- [TASK INSTRUCTIONS]:
Copy the data from the line containing "point: the alloy" down to the end, putting "power pole" in place of "utility pole" and changing nothing else.

═════ RECORDS SHOWN ═════

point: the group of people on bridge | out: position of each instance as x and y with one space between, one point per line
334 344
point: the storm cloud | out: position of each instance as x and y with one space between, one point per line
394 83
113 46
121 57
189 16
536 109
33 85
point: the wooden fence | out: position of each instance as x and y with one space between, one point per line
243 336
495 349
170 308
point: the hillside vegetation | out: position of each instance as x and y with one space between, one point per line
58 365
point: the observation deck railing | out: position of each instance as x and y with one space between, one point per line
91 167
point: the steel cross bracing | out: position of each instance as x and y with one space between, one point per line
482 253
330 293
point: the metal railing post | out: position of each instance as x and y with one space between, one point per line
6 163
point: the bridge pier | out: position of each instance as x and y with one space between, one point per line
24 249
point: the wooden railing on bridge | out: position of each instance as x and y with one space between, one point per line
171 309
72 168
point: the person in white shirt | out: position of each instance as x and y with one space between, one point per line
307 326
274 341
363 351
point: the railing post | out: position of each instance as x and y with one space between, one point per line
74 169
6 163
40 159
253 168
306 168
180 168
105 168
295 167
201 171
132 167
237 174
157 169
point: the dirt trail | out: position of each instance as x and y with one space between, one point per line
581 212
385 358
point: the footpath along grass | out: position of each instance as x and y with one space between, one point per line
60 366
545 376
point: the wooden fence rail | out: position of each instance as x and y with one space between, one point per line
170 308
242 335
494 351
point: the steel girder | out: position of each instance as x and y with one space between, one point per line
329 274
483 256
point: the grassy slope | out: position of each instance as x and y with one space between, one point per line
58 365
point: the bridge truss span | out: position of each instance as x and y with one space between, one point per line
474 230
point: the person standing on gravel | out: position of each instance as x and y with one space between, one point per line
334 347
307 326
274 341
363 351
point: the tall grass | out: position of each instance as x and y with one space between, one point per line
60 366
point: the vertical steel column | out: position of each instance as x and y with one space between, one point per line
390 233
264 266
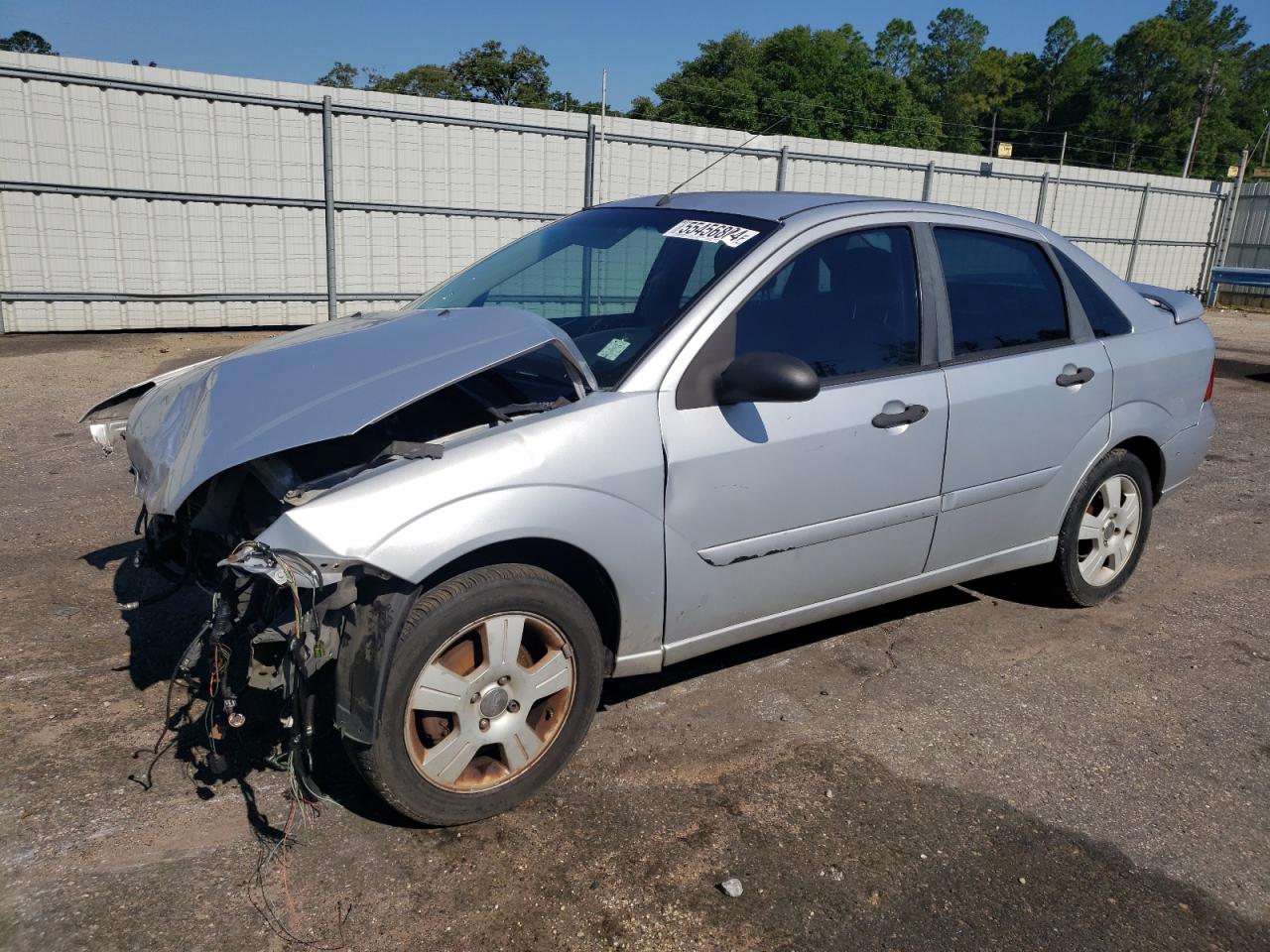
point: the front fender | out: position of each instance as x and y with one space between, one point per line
622 537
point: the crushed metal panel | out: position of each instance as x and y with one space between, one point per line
317 384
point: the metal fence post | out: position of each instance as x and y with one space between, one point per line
1232 208
588 168
1137 231
1040 199
1214 238
327 168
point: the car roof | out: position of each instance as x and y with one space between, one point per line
783 206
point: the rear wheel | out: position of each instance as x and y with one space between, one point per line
492 688
1105 531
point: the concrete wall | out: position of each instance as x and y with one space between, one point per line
418 194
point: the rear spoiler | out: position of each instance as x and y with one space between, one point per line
1179 303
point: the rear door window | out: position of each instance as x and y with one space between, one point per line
1002 293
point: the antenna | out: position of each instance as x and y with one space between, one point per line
666 198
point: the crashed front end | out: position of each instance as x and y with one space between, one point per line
222 451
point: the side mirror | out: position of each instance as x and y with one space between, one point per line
766 377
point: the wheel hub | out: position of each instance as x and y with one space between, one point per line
493 702
489 702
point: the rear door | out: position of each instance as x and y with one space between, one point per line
1029 394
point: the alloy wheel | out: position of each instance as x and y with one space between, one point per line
489 702
1109 530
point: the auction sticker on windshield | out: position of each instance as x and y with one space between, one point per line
711 231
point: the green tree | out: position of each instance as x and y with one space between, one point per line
897 49
489 73
341 75
953 39
806 82
423 80
23 41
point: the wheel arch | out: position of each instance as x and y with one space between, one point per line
1152 457
576 567
366 655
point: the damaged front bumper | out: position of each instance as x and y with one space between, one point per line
222 451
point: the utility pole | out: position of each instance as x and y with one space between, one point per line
1228 225
1209 89
603 151
1062 155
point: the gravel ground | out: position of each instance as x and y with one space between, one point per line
965 770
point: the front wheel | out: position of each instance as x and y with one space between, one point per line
490 690
1105 531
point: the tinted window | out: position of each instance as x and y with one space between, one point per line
847 304
1002 291
1105 317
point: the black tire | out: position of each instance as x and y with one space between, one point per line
436 617
1064 575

═════

- [IN RESPONSE]:
point: the alloy wheel | out: position of each instance as x and y with one space between, one point per line
489 702
1109 530
point: the auction sticker on windshield | out: position of each instance as x and y with one space between, one point per line
711 231
point: the green tree | out: position of each instance as x and y with one space between, one point per line
897 49
489 73
341 75
953 39
806 82
423 80
23 41
point: the wheel arch | out: position of each instance as x and y with one space between, one point per line
1152 457
576 567
366 655
point: the damaged front bumper | out: position of each instance as x and y with one space between, one point per line
222 451
point: the power pole | out: position of each instance as x and y with one space between, one point per line
1228 225
1209 89
603 151
1062 155
point: the gravel ground | out: position of each instance as x and y with one space between, one point per line
965 770
point: the front wheel | out: position of each instance as x and y with one space between, one point per line
490 690
1105 531
point: the tinted window | out: position of each instance as x and y with one space between, one point per line
847 304
1002 291
1105 317
point: the black tire | out: position of each instance as x and y with one space between, one point per line
436 617
1064 575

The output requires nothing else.